> _Task brief_:
The response must reproduce every record in full.

> _Exercise materials_:

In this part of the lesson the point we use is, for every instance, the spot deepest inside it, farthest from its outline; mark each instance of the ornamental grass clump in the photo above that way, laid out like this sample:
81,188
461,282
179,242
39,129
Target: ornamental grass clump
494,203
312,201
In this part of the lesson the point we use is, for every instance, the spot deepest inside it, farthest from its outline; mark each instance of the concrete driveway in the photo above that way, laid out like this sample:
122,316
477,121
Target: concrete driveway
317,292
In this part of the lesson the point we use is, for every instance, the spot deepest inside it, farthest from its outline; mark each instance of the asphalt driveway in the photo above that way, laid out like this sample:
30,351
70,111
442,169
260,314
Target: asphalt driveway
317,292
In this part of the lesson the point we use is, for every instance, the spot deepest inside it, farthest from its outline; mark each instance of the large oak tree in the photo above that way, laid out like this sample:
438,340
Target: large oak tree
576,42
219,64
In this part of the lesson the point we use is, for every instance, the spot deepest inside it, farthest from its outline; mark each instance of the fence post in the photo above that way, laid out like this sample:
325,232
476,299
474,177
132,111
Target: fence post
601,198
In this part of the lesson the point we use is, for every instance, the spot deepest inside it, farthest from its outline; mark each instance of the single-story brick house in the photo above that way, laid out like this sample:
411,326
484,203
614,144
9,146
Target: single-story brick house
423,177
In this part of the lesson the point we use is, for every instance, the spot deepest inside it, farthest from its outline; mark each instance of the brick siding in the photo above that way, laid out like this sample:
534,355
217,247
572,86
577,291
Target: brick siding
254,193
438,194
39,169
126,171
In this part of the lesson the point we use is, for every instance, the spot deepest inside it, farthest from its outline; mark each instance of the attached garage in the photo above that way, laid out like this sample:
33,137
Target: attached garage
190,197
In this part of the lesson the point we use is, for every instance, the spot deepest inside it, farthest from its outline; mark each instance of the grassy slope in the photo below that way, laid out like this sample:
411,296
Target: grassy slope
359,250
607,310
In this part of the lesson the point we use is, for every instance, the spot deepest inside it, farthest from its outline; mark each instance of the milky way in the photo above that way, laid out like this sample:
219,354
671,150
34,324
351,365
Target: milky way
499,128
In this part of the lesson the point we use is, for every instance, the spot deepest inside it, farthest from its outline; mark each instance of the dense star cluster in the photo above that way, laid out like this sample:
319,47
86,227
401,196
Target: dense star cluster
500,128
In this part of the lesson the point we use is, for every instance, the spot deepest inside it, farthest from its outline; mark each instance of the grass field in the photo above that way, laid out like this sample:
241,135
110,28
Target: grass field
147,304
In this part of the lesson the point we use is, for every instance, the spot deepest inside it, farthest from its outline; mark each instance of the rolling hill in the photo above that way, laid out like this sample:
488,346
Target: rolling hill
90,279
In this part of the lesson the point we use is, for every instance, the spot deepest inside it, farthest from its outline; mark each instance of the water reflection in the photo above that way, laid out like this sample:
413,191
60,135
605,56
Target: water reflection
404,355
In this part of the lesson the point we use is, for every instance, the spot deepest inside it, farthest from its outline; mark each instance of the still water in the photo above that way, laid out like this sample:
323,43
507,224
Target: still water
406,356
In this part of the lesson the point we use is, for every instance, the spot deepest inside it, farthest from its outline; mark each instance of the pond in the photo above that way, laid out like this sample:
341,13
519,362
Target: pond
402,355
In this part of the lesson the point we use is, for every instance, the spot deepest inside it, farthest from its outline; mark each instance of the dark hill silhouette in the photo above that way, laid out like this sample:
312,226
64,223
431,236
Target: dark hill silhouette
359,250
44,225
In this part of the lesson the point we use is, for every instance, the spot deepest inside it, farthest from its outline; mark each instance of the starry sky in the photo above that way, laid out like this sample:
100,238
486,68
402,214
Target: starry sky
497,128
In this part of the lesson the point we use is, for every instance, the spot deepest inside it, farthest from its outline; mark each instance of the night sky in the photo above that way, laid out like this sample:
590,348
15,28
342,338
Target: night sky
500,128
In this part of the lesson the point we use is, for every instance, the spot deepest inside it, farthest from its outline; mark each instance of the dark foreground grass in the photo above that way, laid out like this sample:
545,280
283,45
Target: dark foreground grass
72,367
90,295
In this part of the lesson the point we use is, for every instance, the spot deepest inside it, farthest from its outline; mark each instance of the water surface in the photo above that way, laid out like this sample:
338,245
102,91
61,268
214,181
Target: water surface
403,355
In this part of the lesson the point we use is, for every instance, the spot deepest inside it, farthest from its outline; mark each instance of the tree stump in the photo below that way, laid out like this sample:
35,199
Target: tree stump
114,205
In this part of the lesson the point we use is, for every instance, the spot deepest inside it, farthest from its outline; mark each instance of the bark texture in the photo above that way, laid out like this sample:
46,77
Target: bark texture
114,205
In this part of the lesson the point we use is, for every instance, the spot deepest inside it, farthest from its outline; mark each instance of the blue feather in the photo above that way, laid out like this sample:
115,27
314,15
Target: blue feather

> _Problem solution_:
In this part of the lesson the point we use is, for every instance, the spot deepest inside it, farthest from its outline; mark each instance of the ornamental grass clump in the photo above that way, laid out like this sample:
81,188
461,282
179,242
39,129
Target: ornamental grass clump
494,203
312,201
In this part of the lesson the point we use is, for every instance, the spot deepest inside it, farthest from its outline; mark each instance of the concrete driveway in the photo above that way, laid out like this sample:
122,316
477,121
Target: concrete driveway
317,292
In this part of the lesson the point we use is, for every instance, the spot deepest inside it, farthest from its outline; mark each instance of the asphalt driveway in the photo above that way, laid out like this sample:
30,351
70,111
442,169
260,314
Target: asphalt driveway
317,292
In this part of the lesson the point we use is, for every instance, the spot deepest inside it, farthest from its outline; mark each instance of the large oak tree in the photo above that way, laid out like this sample:
438,340
Target: large oak tree
576,42
219,64
In this part of the lesson the point we use is, for every instance, the spot deepest inside it, farthest from its outline; mark each instance of the fence post in the photo above that way, laid out like this sample:
325,232
476,299
474,177
132,111
Target: fence post
601,198
In this part of the lesson the point we use is, for every instance, the spot deepest inside it, farthest from its outline; mark each instance of the single-story brick house in the photo above that way, laid out like this sample:
411,326
484,203
614,144
9,146
Target: single-story brick house
423,177
In this part of the lesson the point we use is, for every instance, the spot deepest inside it, farthest from its outline; mark each instance of the brick siding in the photo above that way, laid out like this sample:
534,355
217,247
572,86
577,291
Target: brick siding
254,193
438,194
39,169
126,171
In this part of the lesson the point we use is, for every instance, the spot deepest inside it, farthest from its outline; mark each instance of the attached garage in the photo above that way, laid out like this sample:
33,137
Target: attached garage
190,197
In this part of the lesson the point we use is, for every instance, the spot deepest inside it, farthest from its outline; mark each instance of the grassy slope in the photo below that way, laid out like this sample:
411,296
Target: grassy slope
359,250
607,310
In this part of the lesson the point we use is, for every instance, the spot deepest inside it, farthest from its outline; mark each instance of the milky way in the photo above that way, laid out like this sample:
219,354
671,150
34,324
351,365
Target: milky way
499,128
In this part of the lesson the point we use is, for every instance, the spot deepest inside it, farthest from its outline; mark each instance of the dense star cluster in the photo above that way, laid out like this sample:
319,47
86,227
401,196
Target: dense star cluster
500,128
In this part of the lesson the point we use is, for every instance, the spot deepest inside it, farthest from its outline; mark each instance of the grass field in the photo above that way, laid out like this sample:
241,135
110,28
Target: grass field
147,304
In this part of the lesson the point we use is, for every instance, the spot deepest inside it, farthest from its outline; mark each instance of the rolling hill in the photo above that way, laid out like this sample:
488,346
Target: rolling hill
90,279
In this part of the lesson the point we use is, for every instance, the spot deepest inside it, farthest from its outline; mark each instance of the water reflection in the photo above that way, laid out like this sample:
413,191
60,135
605,56
Target: water reflection
404,355
In this part of the lesson the point we use is, for every instance, the spot deepest inside it, farthest from its outline; mark each instance of the still water in the photo above that way, laid out like this sample:
323,43
507,224
Target: still water
406,356
In this part of the lesson the point we use is, for every instance, the spot deepest inside it, farthest from its outline; mark each instance of the pond in the photo above that way, laid out like this sample:
341,13
519,362
Target: pond
402,355
In this part of the lesson the point we use is, for every instance, the spot deepest inside it, farthest from its outline; mark each instance of the dark hill silhouette in the photo above that way, laid out like this sample:
312,226
64,223
431,236
Target: dark hill silhouette
359,250
44,225
In this part of the lesson the point we use is, for every instance, the spot deepest inside it, farthest from its outline; mark each instance of the starry sky in the photo above that way, laid out like this sample:
100,238
486,68
402,214
Target: starry sky
497,128
In this part of the lesson the point we use is, for every instance, the spot deepest inside it, farthest from its outline; mark each instance of the night sky in the photo above that way, laid out like this sample:
590,348
15,28
342,338
Target: night sky
500,128
In this part of the lesson the point we use is, for every instance, the spot deepest inside it, farthest from its outline; mark each instance of the dark foreground grass in the photo above that way, laid out like this sample:
545,280
283,45
Target: dark foreground grass
72,367
90,295
In this part of the lesson the point we use is, for every instance, the spot deepest inside it, farthest from its outline; mark each instance of the water surface in the photo above that way, laid out like this sample:
338,245
102,91
61,268
214,181
Target: water surface
403,355
In this part of the lesson the point we use is, for every instance, the spot deepest inside it, farthest from its outline; mark each instance of the tree stump in the photo below that way, laid out like this sample:
35,199
Target: tree stump
114,205
In this part of the lesson the point we use is, for every instance, the spot deepest inside it, farthest from its outline; mark each instance of the bark texture in the photo above that way, laid out like this sample:
46,77
Target: bark texture
114,205
In this part of the lesson the point we use is, for every instance, the spot deepest inside it, farthest from its outline; mark each instance of the blue feather in the photo above that way, laid out like this sample:
115,27
314,15
Target: blue feather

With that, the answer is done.